MATERIAL FOR THIS TASK —

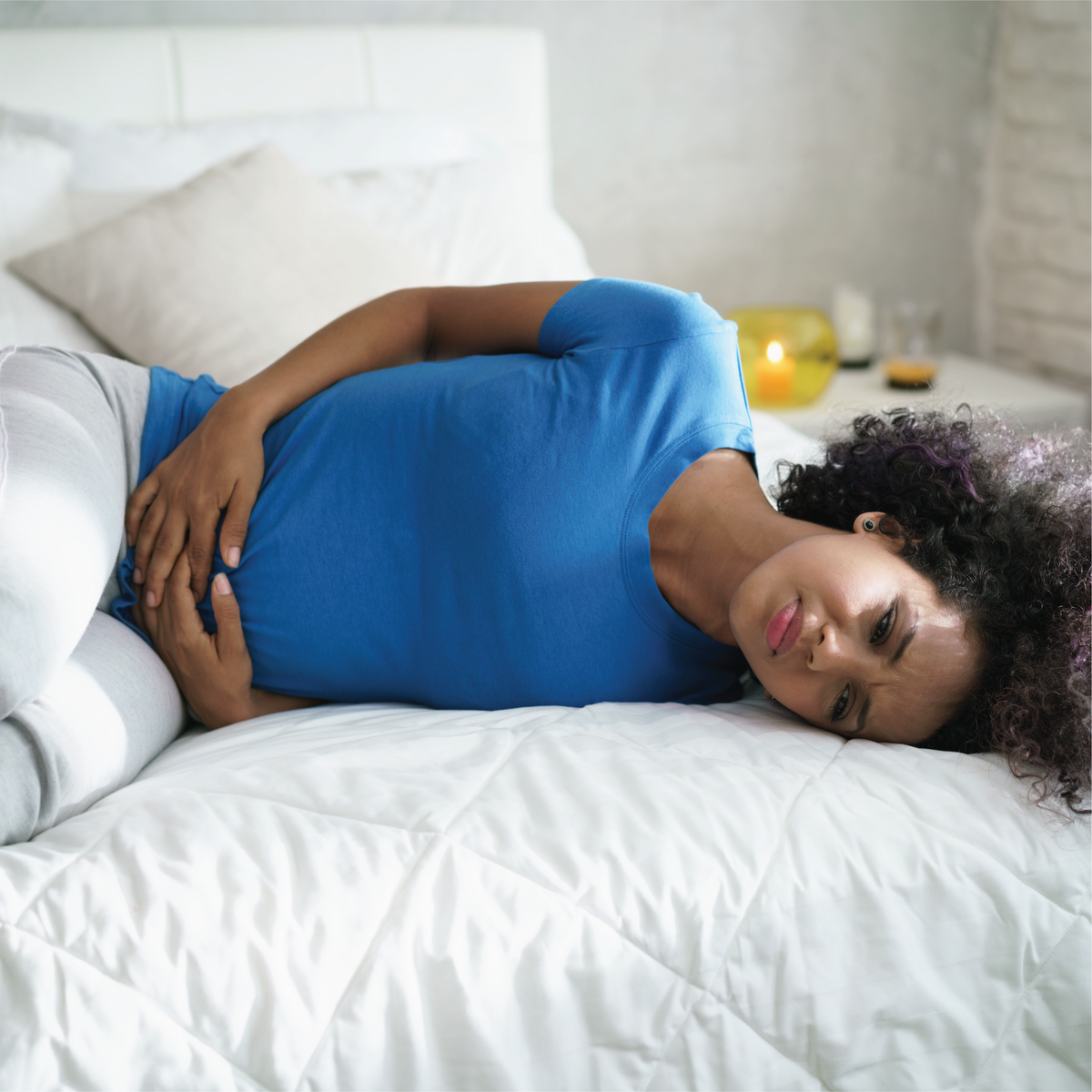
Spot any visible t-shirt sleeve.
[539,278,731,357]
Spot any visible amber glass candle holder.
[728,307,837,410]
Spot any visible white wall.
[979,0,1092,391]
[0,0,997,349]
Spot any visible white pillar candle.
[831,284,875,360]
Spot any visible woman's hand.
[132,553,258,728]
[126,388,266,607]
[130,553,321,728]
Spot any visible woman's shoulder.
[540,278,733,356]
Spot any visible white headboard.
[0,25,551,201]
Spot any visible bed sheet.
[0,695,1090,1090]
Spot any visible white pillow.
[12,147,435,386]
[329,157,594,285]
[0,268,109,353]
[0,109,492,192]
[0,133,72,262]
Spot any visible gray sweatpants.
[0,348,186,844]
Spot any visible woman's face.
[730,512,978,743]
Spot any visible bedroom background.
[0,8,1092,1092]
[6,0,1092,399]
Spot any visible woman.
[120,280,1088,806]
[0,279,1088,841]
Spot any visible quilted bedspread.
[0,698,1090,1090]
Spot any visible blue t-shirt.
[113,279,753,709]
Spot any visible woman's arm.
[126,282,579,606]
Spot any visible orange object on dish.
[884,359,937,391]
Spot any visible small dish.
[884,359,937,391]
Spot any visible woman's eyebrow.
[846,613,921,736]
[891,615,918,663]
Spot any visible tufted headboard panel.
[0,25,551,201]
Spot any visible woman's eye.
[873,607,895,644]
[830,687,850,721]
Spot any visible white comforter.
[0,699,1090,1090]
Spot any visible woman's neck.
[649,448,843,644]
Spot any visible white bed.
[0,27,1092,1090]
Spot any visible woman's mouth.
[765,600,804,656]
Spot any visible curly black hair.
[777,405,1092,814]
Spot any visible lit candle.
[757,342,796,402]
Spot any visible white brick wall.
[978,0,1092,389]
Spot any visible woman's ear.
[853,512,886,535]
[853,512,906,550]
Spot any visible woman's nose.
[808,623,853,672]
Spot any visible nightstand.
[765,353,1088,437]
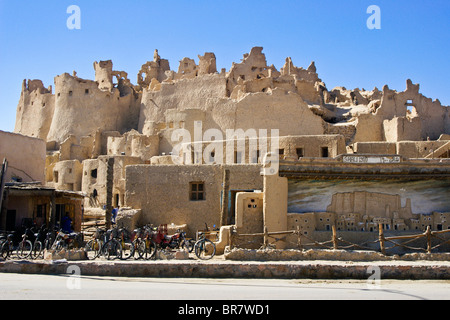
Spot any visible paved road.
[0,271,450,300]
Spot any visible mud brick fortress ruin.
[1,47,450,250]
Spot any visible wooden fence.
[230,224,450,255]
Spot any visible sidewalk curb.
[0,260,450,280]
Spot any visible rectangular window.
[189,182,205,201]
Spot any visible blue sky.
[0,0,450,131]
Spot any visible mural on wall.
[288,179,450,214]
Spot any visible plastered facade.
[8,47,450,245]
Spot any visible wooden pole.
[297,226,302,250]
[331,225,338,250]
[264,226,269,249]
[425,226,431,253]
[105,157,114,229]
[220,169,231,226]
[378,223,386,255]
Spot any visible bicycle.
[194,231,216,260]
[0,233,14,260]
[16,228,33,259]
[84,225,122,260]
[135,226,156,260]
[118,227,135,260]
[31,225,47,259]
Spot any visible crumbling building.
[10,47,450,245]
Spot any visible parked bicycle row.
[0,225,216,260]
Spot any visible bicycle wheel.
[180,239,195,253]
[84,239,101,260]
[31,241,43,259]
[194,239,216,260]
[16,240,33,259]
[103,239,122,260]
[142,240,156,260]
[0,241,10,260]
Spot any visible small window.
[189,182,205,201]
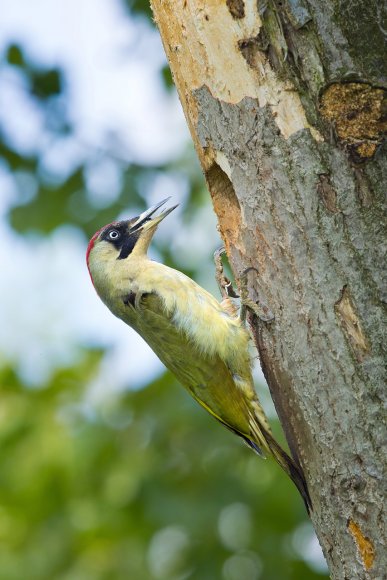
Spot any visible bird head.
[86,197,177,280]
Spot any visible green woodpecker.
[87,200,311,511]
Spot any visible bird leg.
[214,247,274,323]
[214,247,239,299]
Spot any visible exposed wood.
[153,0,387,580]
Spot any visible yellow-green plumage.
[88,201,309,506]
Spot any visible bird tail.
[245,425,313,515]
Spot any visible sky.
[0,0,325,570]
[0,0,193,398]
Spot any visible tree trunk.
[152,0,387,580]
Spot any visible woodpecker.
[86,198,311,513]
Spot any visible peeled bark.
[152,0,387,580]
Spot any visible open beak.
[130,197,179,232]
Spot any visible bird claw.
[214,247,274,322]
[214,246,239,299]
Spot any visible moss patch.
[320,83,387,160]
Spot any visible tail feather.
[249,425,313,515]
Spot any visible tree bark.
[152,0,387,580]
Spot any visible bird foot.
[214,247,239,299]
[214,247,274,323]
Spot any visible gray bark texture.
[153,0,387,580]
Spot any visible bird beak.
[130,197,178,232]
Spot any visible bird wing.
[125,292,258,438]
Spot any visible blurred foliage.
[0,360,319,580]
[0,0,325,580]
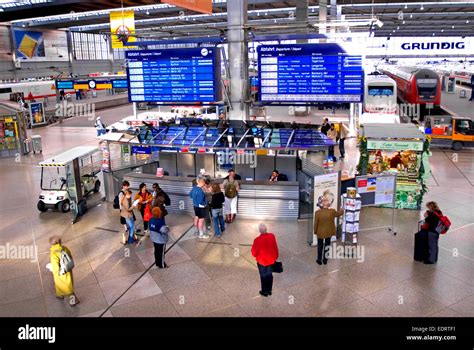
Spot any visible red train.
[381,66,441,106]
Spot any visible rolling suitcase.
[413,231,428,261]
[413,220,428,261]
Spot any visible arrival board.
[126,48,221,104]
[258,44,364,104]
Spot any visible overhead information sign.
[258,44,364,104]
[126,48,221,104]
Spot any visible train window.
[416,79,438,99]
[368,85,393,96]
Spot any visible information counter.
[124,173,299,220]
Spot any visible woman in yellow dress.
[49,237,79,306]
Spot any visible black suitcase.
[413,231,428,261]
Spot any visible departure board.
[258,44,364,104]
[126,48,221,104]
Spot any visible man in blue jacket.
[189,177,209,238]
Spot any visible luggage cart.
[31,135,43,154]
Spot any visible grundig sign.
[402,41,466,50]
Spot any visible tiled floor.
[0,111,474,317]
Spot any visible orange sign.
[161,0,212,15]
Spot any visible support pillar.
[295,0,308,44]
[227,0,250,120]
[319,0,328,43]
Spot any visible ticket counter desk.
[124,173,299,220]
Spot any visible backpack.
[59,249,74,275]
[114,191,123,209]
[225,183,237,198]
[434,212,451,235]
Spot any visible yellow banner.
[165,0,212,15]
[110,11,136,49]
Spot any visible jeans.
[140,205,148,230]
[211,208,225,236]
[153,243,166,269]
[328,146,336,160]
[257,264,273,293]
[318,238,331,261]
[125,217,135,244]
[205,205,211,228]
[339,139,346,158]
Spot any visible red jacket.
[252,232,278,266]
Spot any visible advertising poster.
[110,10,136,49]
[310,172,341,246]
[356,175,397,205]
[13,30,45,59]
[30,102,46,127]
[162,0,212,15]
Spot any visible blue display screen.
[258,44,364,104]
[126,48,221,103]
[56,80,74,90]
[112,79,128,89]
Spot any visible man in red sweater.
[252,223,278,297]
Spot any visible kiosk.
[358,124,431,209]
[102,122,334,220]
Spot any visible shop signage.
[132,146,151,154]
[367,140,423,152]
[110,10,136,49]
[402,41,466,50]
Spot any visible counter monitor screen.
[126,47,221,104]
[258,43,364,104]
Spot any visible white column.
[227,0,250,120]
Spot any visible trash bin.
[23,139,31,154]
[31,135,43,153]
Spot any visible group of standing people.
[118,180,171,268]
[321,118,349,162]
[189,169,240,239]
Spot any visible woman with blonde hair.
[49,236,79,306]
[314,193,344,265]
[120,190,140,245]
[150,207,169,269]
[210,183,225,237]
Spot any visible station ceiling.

REQUEST — Arrange the whole listing above as a numbered list, skipping blank lines and leaving the pictures out.

EXPECTED ANSWER —
1. Spot any visible t-shirt sleeve.
2. [539,278,731,357]
3. Spot any visible amber glass candle holder.
4. [728,307,837,410]
5. Spot any visible white wall.
6. [979,0,1092,391]
7. [0,0,997,349]
8. Spot any visible white pillar candle.
9. [831,284,875,360]
10. Spot any visible woman's hand.
11. [132,553,258,728]
12. [126,388,266,607]
13. [130,553,321,728]
14. Spot any visible woman's shoulder.
15. [540,278,733,356]
16. Spot any visible white headboard.
17. [0,25,551,201]
18. Spot any visible bed sheet.
19. [0,695,1090,1090]
20. Spot any visible white pillow.
21. [12,147,435,386]
22. [329,157,594,285]
23. [0,268,109,353]
24. [0,109,492,192]
25. [0,133,72,262]
26. Spot any visible gray sweatpants.
27. [0,348,186,844]
28. Spot any visible woman's face.
29. [730,512,978,743]
30. Spot any visible bedroom background.
31. [0,8,1092,1092]
32. [6,0,1092,399]
33. Spot any visible woman.
34. [120,280,1088,806]
35. [0,279,1088,841]
36. Spot any visible quilted bedspread.
37. [0,698,1090,1090]
38. Spot any visible blue t-shirt.
39. [113,279,753,709]
40. Spot any visible woman's arm.
41. [126,282,579,606]
42. Spot any visible orange object on dish.
43. [884,359,937,391]
44. Spot any visible small dish.
45. [884,359,937,391]
46. Spot any visible woman's eyebrow.
47. [846,613,921,736]
48. [891,615,918,663]
49. Spot any visible tufted headboard panel.
50. [0,25,551,201]
51. Spot any visible woman's eye.
52. [873,607,895,644]
53. [830,687,850,721]
54. Spot any visible white comforter.
55. [0,699,1090,1090]
56. Spot any visible woman's neck.
57. [649,448,843,644]
58. Spot any visible white bed.
59. [0,27,1092,1090]
60. Spot any visible woman's mouth.
61. [765,600,804,656]
62. Spot any visible curly black hair.
63. [777,405,1092,814]
64. Spot any visible lit candle.
65. [757,342,796,402]
66. Spot any visible white brick wall.
67. [978,0,1092,389]
68. Spot any visible woman's ear.
69. [853,512,886,535]
70. [853,512,906,550]
71. Spot any visible woman's nose.
72. [808,623,853,672]
73. Spot any visible nightstand.
74. [765,353,1088,437]
75. Spot any visible paved road.
76. [0,271,450,300]
77. Spot any visible mud brick fortress ruin.
78. [1,47,450,250]
79. Spot any visible wooden fence.
80. [230,224,450,255]
81. Spot any visible sidewalk curb.
82. [0,260,450,280]
83. Spot any visible rectangular window.
84. [189,182,205,201]
85. Spot any visible blue sky.
86. [0,0,450,131]
87. Spot any visible mural on wall.
88. [288,179,450,214]
89. Spot any visible plastered facade.
90. [8,47,450,245]
91. Spot any visible wooden pole.
92. [297,226,302,250]
93. [331,225,338,250]
94. [264,226,269,249]
95. [425,226,431,253]
96. [105,157,114,229]
97. [220,169,231,226]
98. [378,223,386,255]
99. Spot any visible bicycle.
100. [194,231,216,260]
101. [0,233,14,260]
102. [16,228,33,259]
103. [84,225,122,260]
104. [135,226,156,260]
105. [118,227,135,260]
106. [31,225,47,259]
107. Spot any visible crumbling building.
108. [10,47,450,245]
109. Spot any visible parked bicycle row.
110. [0,225,216,260]
111. Spot any visible bicycle wheel.
112. [180,239,195,253]
113. [84,239,101,260]
114. [31,241,43,259]
115. [194,239,216,260]
116. [16,240,33,259]
117. [103,239,122,260]
118. [142,240,156,260]
119. [0,241,10,260]
120. Spot any visible small window.
121. [189,182,205,201]
122. Spot any visible bird head.
123. [86,197,177,280]
124. Spot any visible green woodpecker.
125. [87,200,311,511]
126. Spot any visible bird leg.
127. [214,247,274,323]
128. [214,247,239,299]
129. Spot any visible exposed wood.
130. [153,0,387,580]
131. Spot any visible yellow-green plumage.
132. [88,201,309,506]
133. Spot any visible bird tail.
134. [245,425,313,515]
135. Spot any visible sky.
136. [0,0,325,570]
137. [0,0,193,398]
138. Spot any visible tree trunk.
139. [152,0,387,580]
140. Spot any visible woodpecker.
141. [86,198,311,513]
142. Spot any visible peeled bark.
143. [152,0,387,580]
144. Spot any visible open beak.
145. [130,197,179,232]
146. Spot any visible bird claw.
147. [214,247,274,322]
148. [214,246,239,299]
149. Spot any visible moss patch.
150. [320,83,387,160]
151. Spot any visible tail feather.
152. [249,425,313,515]
153. Spot any visible tree bark.
154. [152,0,387,580]
155. Spot any visible bird foot.
156. [214,247,239,299]
157. [214,247,274,323]
158. Spot any visible gray bark texture.
159. [153,0,387,580]
160. Spot any visible bird beak.
161. [130,197,178,232]
162. Spot any visible bird wing.
163. [125,292,258,438]
164. Spot any visible blurred foliage.
165. [0,360,319,580]
166. [0,0,325,580]
167. Spot any visible red train.
168. [381,66,441,106]
169. Spot any visible rolling suitcase.
170. [413,231,428,261]
171. [413,220,428,261]
172. Spot any visible arrival board.
173. [126,48,221,104]
174. [258,44,364,104]
175. Spot any visible overhead information sign.
176. [258,44,364,104]
177. [126,48,221,104]
178. Spot any visible train window.
179. [416,79,438,99]
180. [368,85,393,96]
181. Spot any visible information counter.
182. [124,173,299,220]
183. Spot any visible woman in yellow dress.
184. [49,237,79,306]
185. Spot any visible black suitcase.
186. [413,231,428,261]
187. Spot any visible departure board.
188. [258,44,364,104]
189. [126,48,221,104]
190. Spot any visible man in blue jacket.
191. [189,177,209,238]
192. Spot any visible luggage cart.
193. [31,135,43,154]
194. Spot any visible grundig sign.
195. [402,41,466,50]
196. Spot any visible tiled floor.
197. [0,111,474,317]
198. Spot any visible orange sign.
199. [161,0,212,15]
200. Spot any visible support pillar.
201. [295,0,308,44]
202. [227,0,250,120]
203. [319,0,328,43]
204. Spot any visible ticket counter desk.
205. [124,173,299,220]
206. Spot any visible backpack.
207. [59,249,74,275]
208. [114,191,123,209]
209. [225,183,237,198]
210. [434,212,451,235]
211. Spot any visible yellow banner.
212. [165,0,212,15]
213. [110,11,136,49]
214. Spot any visible jeans.
215. [140,205,148,230]
216. [211,208,225,236]
217. [153,243,166,269]
218. [328,146,336,160]
219. [257,264,273,293]
220. [318,238,331,261]
221. [125,217,135,244]
222. [205,205,211,228]
223. [339,139,346,158]
224. Spot any visible red jacket.
225. [252,232,278,266]
226. Spot any visible advertising poster.
227. [110,10,136,49]
228. [310,172,341,246]
229. [356,175,397,205]
230. [13,30,45,59]
231. [30,102,46,127]
232. [162,0,212,15]
233. Spot any visible blue display screen.
234. [258,44,364,104]
235. [126,48,221,103]
236. [56,80,74,90]
237. [112,79,128,89]
238. Spot any visible man in red sweater.
239. [252,223,278,297]
240. Spot any visible kiosk.
241. [358,124,431,209]
242. [102,122,334,220]
243. Spot any visible shop signage.
244. [132,146,151,154]
245. [367,140,423,152]
246. [110,10,136,49]
247. [402,41,466,50]
248. Spot any visible counter monitor screen.
249. [126,47,221,104]
250. [258,43,364,104]
251. Spot any visible white column.
252. [227,0,250,120]
253. Spot any visible trash bin.
254. [23,139,31,154]
255. [31,135,43,153]
256. Spot any visible group of standing people.
257. [118,180,171,268]
258. [321,118,349,162]
259. [189,169,240,239]
260. Spot any visible woman with blonde hair.
261. [49,236,79,306]
262. [314,193,344,265]
263. [120,190,140,245]
264. [150,207,169,269]
265. [210,183,225,237]
266. Spot any visible station ceiling.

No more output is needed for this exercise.